— BEGIN Provided information —
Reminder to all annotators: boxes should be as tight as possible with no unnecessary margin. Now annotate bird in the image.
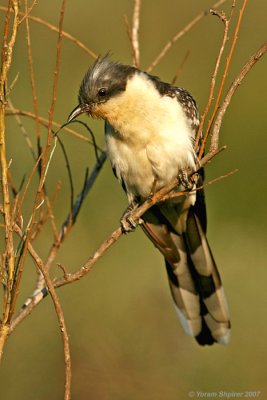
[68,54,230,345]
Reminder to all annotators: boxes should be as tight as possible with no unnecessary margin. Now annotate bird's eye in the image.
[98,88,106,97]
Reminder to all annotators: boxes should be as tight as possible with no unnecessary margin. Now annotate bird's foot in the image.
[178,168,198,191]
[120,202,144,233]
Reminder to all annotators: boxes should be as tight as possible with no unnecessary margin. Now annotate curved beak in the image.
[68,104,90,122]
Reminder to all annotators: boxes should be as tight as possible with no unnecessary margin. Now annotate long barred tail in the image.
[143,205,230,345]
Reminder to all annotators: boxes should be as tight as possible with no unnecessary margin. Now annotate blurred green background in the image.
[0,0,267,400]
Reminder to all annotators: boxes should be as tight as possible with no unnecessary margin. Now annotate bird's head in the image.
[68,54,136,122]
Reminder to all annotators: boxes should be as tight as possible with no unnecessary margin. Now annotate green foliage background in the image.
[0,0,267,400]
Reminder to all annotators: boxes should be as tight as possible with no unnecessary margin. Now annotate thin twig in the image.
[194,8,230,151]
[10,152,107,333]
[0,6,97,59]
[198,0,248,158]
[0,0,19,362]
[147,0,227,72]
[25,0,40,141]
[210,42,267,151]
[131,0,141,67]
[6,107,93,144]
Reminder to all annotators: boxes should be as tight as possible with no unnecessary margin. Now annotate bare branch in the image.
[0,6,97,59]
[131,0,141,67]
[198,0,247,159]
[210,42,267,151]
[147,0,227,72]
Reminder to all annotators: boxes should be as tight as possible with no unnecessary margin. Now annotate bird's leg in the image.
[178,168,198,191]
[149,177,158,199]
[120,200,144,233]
— END Provided information —
◆ Goal
Copy every line of the material above word for word, but leave the pictures out of your copy.

◆ Right answer
Reminder to all annotators: boxes should be as tight as possible with no unnecessary margin. Now annotate bird in the image.
[68,54,230,345]
Reminder to all annotators: boxes should be as tight as possible with no unnecessary margin. Now annotate bird's eye in the image.
[98,88,106,97]
Reminder to all annotators: boxes should be as tight as possible with no unnecessary margin. Now annotate bird's foot in the image.
[178,168,198,191]
[120,202,144,233]
Reminder to all annotators: boxes should be as tight as possible with no unnecessary margin. Now annotate curved beak in the image.
[68,104,90,122]
Reminder to all annotators: boxes should be as tight as possible with no unnecessary margin. Now annotate long barred tail in the image.
[143,205,230,345]
Reminder to all annotators: boxes should be as tight as possible with no unnecessary margin. Now annotate blurred green background in the image.
[0,0,267,400]
Reminder to all annotators: boxes should be as tight as possible with no unnecessary margin. Now annotate bird's head in the image.
[68,54,136,122]
Reminder to all annotators: boxes should be as tight as possible with no unnecessary margin. Now annotate green foliage background in the image.
[0,0,267,400]
Reminder to all annotators: boxes should be as tight as possible with no unnecessary margin. Now annotate thin twig in the image.
[194,8,230,151]
[10,152,107,333]
[0,6,97,59]
[198,0,248,158]
[0,0,19,362]
[147,0,227,72]
[25,0,40,141]
[210,42,267,151]
[131,0,141,67]
[6,107,93,144]
Reminder to all annotators: boxes should be as tight as possible with no unnecessary margin. Now annotate bare branch in the image.
[0,6,97,59]
[131,0,141,67]
[198,0,247,159]
[210,42,267,151]
[147,0,227,72]
Reminder to all annotators: boxes should be as tight as possible with no unnecessary margin. Now annotate bird's leg in the image.
[178,168,198,191]
[149,177,158,199]
[120,200,144,233]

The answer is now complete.